(Texte étudié)
-------------------------

Lorsque la résilience d’une culture permet ainsi à des individus de faire face à de nouvelles contraintes provenant de changements survenant dans leur milieu, c’est l’assimilation qui alors se manifeste.
Mais passé un certain seuil, ces contraintes peuvent induire des modifications en profondeur du pool de traits culturels permettant à une société d'échapper à son effondrement. C’est l’accommodation qui prend alors le relais.
Toutefois, ces processus d'accommodation culturelle subis par les sociétés de temps à autre au cours de l’histoire humaine s’imposent comme autant de chocs, révolutions ou autres transformations rapides des sociétés.
À l’aube de la seconde décennie de ce siècle, nous entrons de plain-pied dans une série de crises dont l’amplitude sera sans doute modulée par des efforts préalables de mitigation. La capacité de notre civilisation à assimiler le changement pourrait en atténuer pour un temps les effets.
Néanmoins, compte tenu de l’envergure des moyens technologiques (la dimension matérielle de notre mémoire culturelle) déployés, on peut envisager que cette période de crise sera d’une ampleur inégalée et affectera l’ensemble de la planète.
Pour prendre une allégorie tirée de l’alpinisme, notre chute pourrait ne pas être que de quelques mètres, comme par le passé, mais bien de plusieurs centaines de mètres. Nous serons donc tous concernés, durement et durablement.
Il est illusoire de s’imaginer un seul instant que les scénarios peu ou prou angéliques de conscientisation planétaire, permettant sur un horizon d’à peine une ou deux décennies de prendre les virages requis, se concrétisent.
Passagers d’un Titanic titanesque, on ne doit plus se demander si nous pouvons éviter l’iceberg, mais plutôt comment y survivre collectivement.
Notre survie passe inévitablement par un ensemble de traits déjà présents au sein des cultures humaines qui pourraient s’avérer décisifs pour assurer une mutation en profondeur de notre civilisation. Comme le soulignent certains[i], l’économie solidaire pourrait être l’un des ferments pouvant assurer ce passage obligé.

-------------------------

(Matériel fourni)

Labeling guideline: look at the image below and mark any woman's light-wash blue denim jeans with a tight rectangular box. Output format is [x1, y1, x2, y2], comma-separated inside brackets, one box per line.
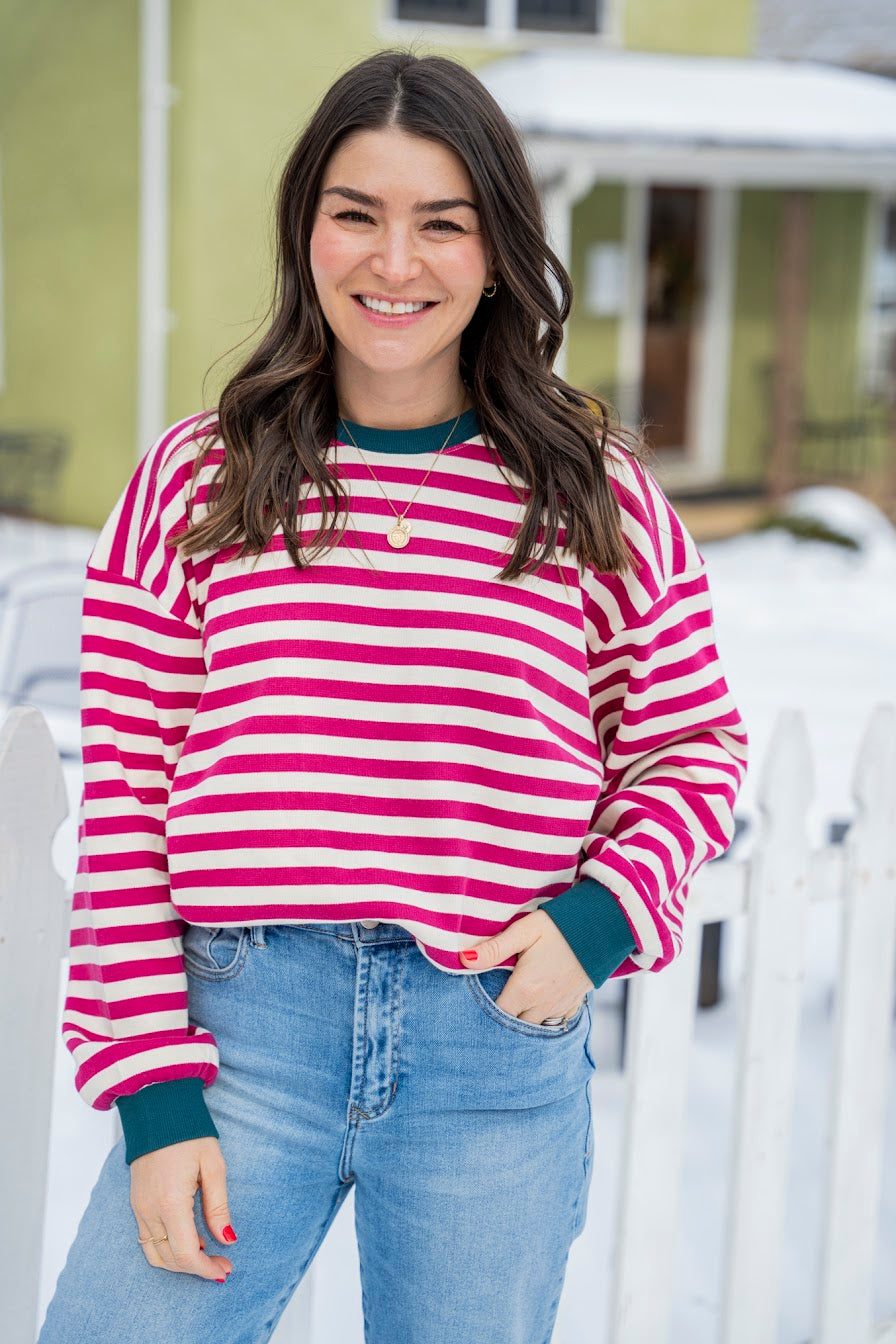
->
[39, 921, 595, 1344]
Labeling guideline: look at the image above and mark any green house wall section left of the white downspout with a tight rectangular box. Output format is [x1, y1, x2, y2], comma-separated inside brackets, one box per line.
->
[0, 0, 138, 524]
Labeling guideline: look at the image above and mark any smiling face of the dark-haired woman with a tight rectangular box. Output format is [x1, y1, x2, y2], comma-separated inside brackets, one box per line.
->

-------------------------

(Activité) Pouvez-vous réécrire sous forme de courte liste le paragraphe du texte étudié qui commence par « À l’aube de la seconde décennie », en conservant ses faits principaux ? Les enregistrements forment un matériel distinct du texte étudié.

(Réponse attendue)
- Au début de la deuxième décennie du siècle, nous entrons dans une série de crises.
- Leur ampleur sera sans doute modulée par des efforts de mitigation menés au préalable.
- La capacité de notre civilisation à assimiler le changement pourrait en atténuer les effets pour un temps.